Rewrite everything in the data from the line containing "provide the segmentation of green meadow, every" down to the line containing "[[[36,174],[36,134],[0,135],[0,182],[21,180]]]", replacing "Observed" with "Traced" and changing nothing else. Leave the pictures out of your answer.

------------------------

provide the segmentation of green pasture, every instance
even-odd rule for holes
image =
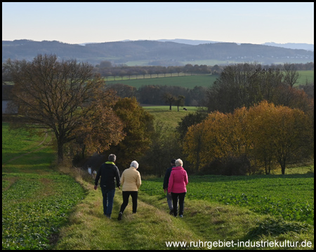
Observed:
[[[300,84],[304,85],[306,83],[306,80],[308,82],[314,81],[314,71],[298,71],[300,76],[298,80],[298,83],[296,85]],[[219,76],[212,74],[200,74],[200,75],[190,75],[190,74],[180,73],[179,76],[178,74],[172,74],[172,77],[170,74],[166,74],[166,77],[164,77],[164,74],[159,74],[158,76],[157,74],[152,74],[150,78],[150,74],[146,74],[145,78],[142,75],[131,76],[116,76],[115,81],[113,77],[105,78],[105,82],[108,85],[114,83],[122,83],[128,85],[138,89],[143,85],[167,85],[167,86],[180,86],[192,89],[195,86],[201,86],[205,88],[211,87],[214,81],[218,78]]]
[[[163,178],[144,181],[141,190],[161,195]],[[237,205],[287,220],[314,225],[314,174],[189,176],[186,197]]]
[[[210,87],[216,79],[217,76],[214,75],[205,74],[205,75],[192,75],[192,76],[177,76],[176,74],[173,74],[172,77],[155,77],[155,75],[152,75],[152,78],[138,78],[116,80],[116,81],[106,81],[107,84],[114,83],[122,83],[128,85],[132,87],[135,87],[137,89],[143,85],[167,85],[167,86],[180,86],[183,88],[187,88],[192,89],[195,86],[201,87]],[[157,75],[156,75],[157,76]],[[119,78],[116,78],[119,79]]]
[[[187,111],[183,110],[183,107],[172,106],[171,110],[169,110],[169,106],[144,106],[143,107],[147,112],[150,113],[154,117],[154,120],[164,122],[166,125],[176,128],[181,119],[189,113],[194,113],[197,111],[195,106],[185,106]]]
[[[173,106],[169,112],[167,106],[144,108],[166,122],[196,109],[177,111]],[[164,118],[164,113],[170,113],[171,119]],[[282,248],[314,248],[313,169],[301,175],[292,172],[285,176],[189,176],[183,218],[169,214],[163,178],[144,177],[137,213],[132,214],[130,200],[119,221],[121,190],[116,190],[112,218],[108,219],[103,213],[101,190],[93,190],[93,178],[87,176],[88,180],[79,183],[53,168],[55,150],[50,136],[9,131],[4,122],[2,136],[3,250],[209,249],[166,242],[219,240],[309,241],[308,247]],[[168,164],[162,165],[166,169]],[[139,172],[142,175],[141,168]]]
[[[51,168],[50,136],[2,122],[2,249],[47,249],[84,190]]]

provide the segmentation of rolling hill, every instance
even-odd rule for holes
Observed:
[[[2,62],[8,58],[32,60],[38,54],[55,54],[60,59],[77,59],[92,64],[99,64],[102,60],[109,60],[115,64],[130,62],[138,64],[138,62],[141,61],[147,62],[147,65],[160,61],[173,66],[206,59],[216,59],[222,64],[231,62],[257,62],[268,64],[314,62],[313,51],[251,43],[190,45],[171,41],[136,41],[87,43],[84,46],[56,41],[2,41]]]

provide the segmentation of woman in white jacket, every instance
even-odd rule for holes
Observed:
[[[137,171],[138,168],[138,163],[134,160],[131,163],[131,167],[125,169],[121,174],[121,186],[123,195],[123,203],[121,205],[119,217],[117,218],[119,220],[121,220],[123,212],[129,204],[129,195],[131,196],[133,202],[133,214],[136,214],[138,188],[142,183],[140,174]]]

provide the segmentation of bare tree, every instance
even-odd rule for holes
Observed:
[[[13,103],[18,114],[33,127],[53,132],[58,162],[63,160],[64,145],[78,139],[78,136],[83,141],[88,138],[98,142],[105,148],[124,137],[121,122],[110,109],[117,98],[112,94],[105,97],[102,91],[104,80],[88,63],[78,64],[75,59],[58,62],[55,55],[39,55],[31,62],[9,59],[4,68],[14,83]],[[103,127],[107,132],[100,132],[95,122],[100,126],[110,123]]]

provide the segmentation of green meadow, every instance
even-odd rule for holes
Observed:
[[[145,108],[175,122],[196,109]],[[163,178],[143,177],[137,213],[130,200],[119,221],[121,191],[107,218],[91,176],[55,168],[50,136],[9,131],[5,122],[2,135],[3,250],[314,248],[313,166],[284,176],[189,176],[182,218],[169,214]]]
[[[306,80],[309,82],[314,81],[314,71],[298,71],[300,76],[298,80],[298,83],[296,85],[304,85],[306,83]],[[115,77],[115,81],[113,77],[108,77],[106,80],[107,84],[114,83],[123,83],[128,85],[136,89],[138,89],[143,85],[167,85],[167,86],[180,86],[192,89],[195,86],[201,86],[205,88],[211,87],[214,81],[218,78],[218,76],[212,74],[200,74],[200,75],[190,75],[186,74],[180,74],[178,76],[178,74],[173,74],[171,76],[170,74],[166,74],[166,77],[164,77],[164,74],[159,74],[158,77],[157,74],[152,74],[152,78],[150,75],[146,74],[145,78],[143,76],[117,76]]]

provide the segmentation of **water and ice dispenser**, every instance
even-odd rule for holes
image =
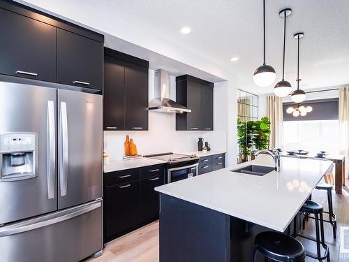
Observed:
[[[36,174],[36,134],[0,135],[0,182],[21,180]]]

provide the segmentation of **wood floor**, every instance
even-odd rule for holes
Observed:
[[[347,185],[349,184],[347,180]],[[337,216],[337,239],[333,239],[332,226],[325,224],[326,243],[329,247],[331,262],[349,261],[349,254],[341,254],[340,227],[349,226],[349,188],[345,187],[343,194],[333,194],[334,213]],[[321,203],[327,208],[325,191],[314,190],[313,200]],[[304,234],[315,236],[313,219],[307,223]],[[349,234],[348,234],[349,238]],[[302,241],[306,249],[316,250],[313,244]],[[349,247],[349,239],[347,240]],[[89,259],[89,262],[157,262],[158,259],[158,222],[156,221],[138,230],[110,242],[105,246],[103,254],[97,259]],[[315,260],[306,258],[306,262]]]

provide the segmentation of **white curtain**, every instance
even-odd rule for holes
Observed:
[[[341,154],[346,155],[346,173],[348,177],[349,163],[349,87],[339,89],[339,131]]]
[[[270,146],[275,148],[283,147],[283,102],[276,96],[267,96],[267,116],[270,120]]]

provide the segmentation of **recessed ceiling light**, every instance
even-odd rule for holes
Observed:
[[[181,34],[189,34],[191,32],[191,29],[188,27],[184,27],[181,29]]]
[[[239,58],[237,57],[232,57],[232,58],[230,58],[230,61],[237,61],[239,59]]]

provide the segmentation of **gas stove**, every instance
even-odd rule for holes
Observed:
[[[154,159],[165,161],[168,166],[179,166],[181,164],[195,163],[199,161],[199,157],[195,154],[187,155],[174,154],[172,152],[148,154],[144,156]]]

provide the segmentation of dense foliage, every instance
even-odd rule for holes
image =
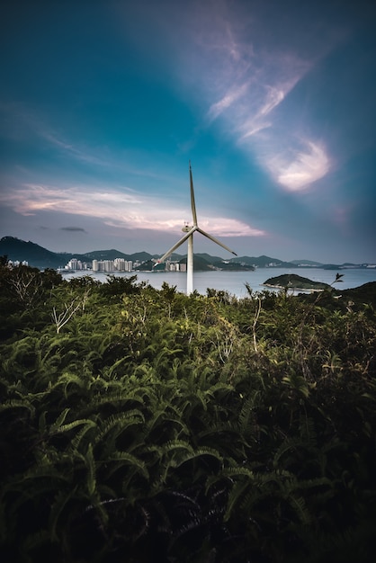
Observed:
[[[187,297],[2,264],[0,295],[2,560],[373,560],[361,290]]]

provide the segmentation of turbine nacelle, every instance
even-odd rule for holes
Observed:
[[[174,246],[172,246],[169,250],[167,250],[167,252],[165,253],[163,256],[159,258],[159,260],[157,261],[157,264],[164,262],[164,260],[166,260],[166,258],[167,258],[170,255],[172,255],[172,253],[175,250],[176,250],[181,245],[183,245],[183,243],[184,243],[186,240],[188,241],[188,253],[187,253],[187,294],[188,295],[192,293],[193,290],[193,233],[195,231],[198,231],[199,233],[203,235],[203,237],[206,237],[210,240],[212,240],[214,243],[216,243],[219,246],[222,246],[222,248],[224,248],[225,250],[228,250],[231,254],[235,255],[236,256],[237,255],[236,252],[231,250],[231,248],[228,248],[228,246],[226,246],[226,245],[224,245],[219,240],[215,238],[215,237],[212,237],[206,231],[200,228],[200,227],[198,226],[196,204],[194,201],[193,179],[192,176],[191,162],[189,163],[189,175],[190,175],[190,183],[191,183],[191,207],[192,207],[192,215],[193,219],[193,226],[190,227],[188,223],[185,223],[182,228],[183,232],[185,233],[185,235],[180,240],[178,240],[177,243],[174,245]]]

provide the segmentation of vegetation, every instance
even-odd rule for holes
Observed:
[[[373,560],[375,285],[188,297],[1,263],[2,560]]]
[[[315,290],[319,291],[330,288],[327,283],[313,282],[296,273],[284,273],[275,278],[269,278],[264,285],[275,288],[289,288],[291,290]]]

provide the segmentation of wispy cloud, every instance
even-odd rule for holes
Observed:
[[[90,217],[108,226],[129,229],[180,232],[187,218],[187,210],[171,207],[160,197],[140,195],[127,188],[121,190],[91,191],[86,186],[58,187],[29,183],[0,195],[0,202],[23,216],[46,210]],[[189,217],[189,215],[188,215]],[[213,235],[221,237],[260,237],[264,232],[235,219],[205,217],[201,226]],[[78,230],[79,228],[62,228]]]
[[[256,13],[250,7],[245,15],[239,6],[219,3],[210,22],[209,14],[196,21],[199,49],[190,56],[209,105],[206,117],[209,122],[220,118],[228,137],[252,162],[257,160],[282,187],[300,192],[327,174],[331,157],[313,135],[309,139],[309,116],[300,119],[284,103],[338,37],[320,40],[312,31],[308,44],[290,13],[291,39],[288,32],[282,40],[273,27],[276,22],[267,19],[268,10]],[[303,149],[297,148],[301,137]]]
[[[85,233],[86,231],[82,227],[61,227],[60,230],[66,230],[71,233]]]
[[[290,157],[277,156],[266,164],[276,181],[291,192],[301,191],[325,176],[330,169],[324,147],[311,140],[306,141],[304,151],[297,151]]]
[[[237,86],[235,89],[231,89],[226,94],[221,100],[212,103],[209,108],[208,117],[210,121],[215,120],[225,110],[229,108],[237,100],[243,96],[248,88],[248,84],[243,84]]]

------------------------

Complete output =
provide the segmentation of green meadow, every instance
even-odd rule for holes
Traced:
[[[145,108],[175,122],[196,109]],[[163,178],[143,177],[137,213],[130,200],[119,221],[121,191],[107,218],[91,176],[55,168],[50,136],[9,131],[5,122],[2,135],[3,250],[314,248],[313,166],[284,176],[189,176],[182,218],[169,214]]]
[[[306,80],[309,82],[314,81],[314,71],[298,71],[300,76],[298,80],[298,83],[296,85],[304,85],[306,83]],[[115,77],[115,81],[113,77],[108,77],[106,80],[107,84],[114,83],[123,83],[128,85],[136,89],[138,89],[143,85],[167,85],[167,86],[180,86],[192,89],[195,86],[201,86],[205,88],[211,87],[214,81],[218,78],[218,76],[212,74],[200,74],[200,75],[190,75],[186,74],[180,74],[178,76],[178,74],[173,74],[171,76],[170,74],[166,74],[166,77],[164,77],[164,74],[159,74],[158,77],[157,74],[152,74],[152,78],[150,75],[146,74],[145,78],[143,76],[117,76]]]

provide the segmentation of **water and ice dispenser**, every instance
even-odd rule for holes
image =
Traced:
[[[36,174],[36,134],[0,135],[0,182],[21,180]]]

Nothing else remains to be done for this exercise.